#### [Task]
Starting at the line containing "Which spot lies innermost in each instance of the ceramic" and ending at the last line of the records, write those lines out again in full, requests included, adding 11 to each coordinate in the answer points. Leave the requests and their sample coordinates unchanged.

======== Recorded information

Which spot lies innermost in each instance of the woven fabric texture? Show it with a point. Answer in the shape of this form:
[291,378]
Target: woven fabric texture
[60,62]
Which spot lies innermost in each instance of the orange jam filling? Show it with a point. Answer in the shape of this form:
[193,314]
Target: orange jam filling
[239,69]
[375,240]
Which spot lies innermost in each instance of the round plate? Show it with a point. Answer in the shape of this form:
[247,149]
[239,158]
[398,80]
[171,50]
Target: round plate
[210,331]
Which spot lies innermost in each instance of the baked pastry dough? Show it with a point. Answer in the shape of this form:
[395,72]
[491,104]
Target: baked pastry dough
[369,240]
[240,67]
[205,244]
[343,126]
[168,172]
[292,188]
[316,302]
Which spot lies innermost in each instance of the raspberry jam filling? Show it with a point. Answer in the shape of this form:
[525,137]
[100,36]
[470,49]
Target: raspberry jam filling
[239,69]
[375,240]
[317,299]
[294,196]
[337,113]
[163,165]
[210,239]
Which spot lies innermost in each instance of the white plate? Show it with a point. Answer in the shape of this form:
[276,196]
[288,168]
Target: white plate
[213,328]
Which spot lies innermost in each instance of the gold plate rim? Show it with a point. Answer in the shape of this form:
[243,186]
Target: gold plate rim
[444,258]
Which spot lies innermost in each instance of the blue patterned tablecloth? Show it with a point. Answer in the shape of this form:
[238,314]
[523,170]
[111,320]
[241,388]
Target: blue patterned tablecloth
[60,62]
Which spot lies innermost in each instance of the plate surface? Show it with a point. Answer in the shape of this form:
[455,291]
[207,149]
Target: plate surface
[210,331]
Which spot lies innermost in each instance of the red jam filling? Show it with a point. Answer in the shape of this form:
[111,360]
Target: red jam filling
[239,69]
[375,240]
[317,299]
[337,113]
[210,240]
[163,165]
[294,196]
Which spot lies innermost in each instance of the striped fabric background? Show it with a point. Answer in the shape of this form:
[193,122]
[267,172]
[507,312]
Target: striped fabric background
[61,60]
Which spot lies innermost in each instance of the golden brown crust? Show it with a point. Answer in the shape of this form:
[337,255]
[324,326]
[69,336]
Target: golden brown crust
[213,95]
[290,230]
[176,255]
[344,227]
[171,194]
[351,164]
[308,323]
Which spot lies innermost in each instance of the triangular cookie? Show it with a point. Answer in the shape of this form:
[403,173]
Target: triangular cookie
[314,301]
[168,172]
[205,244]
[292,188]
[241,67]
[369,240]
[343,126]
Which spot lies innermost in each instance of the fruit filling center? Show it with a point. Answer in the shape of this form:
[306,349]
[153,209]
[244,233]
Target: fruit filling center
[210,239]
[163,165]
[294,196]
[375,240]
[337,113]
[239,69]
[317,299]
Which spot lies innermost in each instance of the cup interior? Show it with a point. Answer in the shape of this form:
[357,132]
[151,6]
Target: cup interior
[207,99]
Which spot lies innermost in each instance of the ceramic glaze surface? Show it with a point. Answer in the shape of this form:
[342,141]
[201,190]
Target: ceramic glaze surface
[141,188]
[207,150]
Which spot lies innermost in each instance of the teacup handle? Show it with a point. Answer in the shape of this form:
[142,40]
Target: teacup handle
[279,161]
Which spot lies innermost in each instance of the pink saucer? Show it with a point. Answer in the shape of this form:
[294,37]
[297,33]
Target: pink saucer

================

#### [Expected output]
Which spot lies innermost in each instance of the ceramic glaze surface? Show it with a point. Answer in the shape of this form:
[342,141]
[201,190]
Target: ceramic glaze surface
[152,199]
[218,161]
Which spot lies innermost in each instance of the teacup handle? Show it with a point. Answer in the shape of this form:
[142,40]
Target: teacup handle
[290,172]
Which spot lies innermost in each instance of the pink saucer? Show it with a point. Answer in the shape of this form:
[294,37]
[297,33]
Target: pink saucer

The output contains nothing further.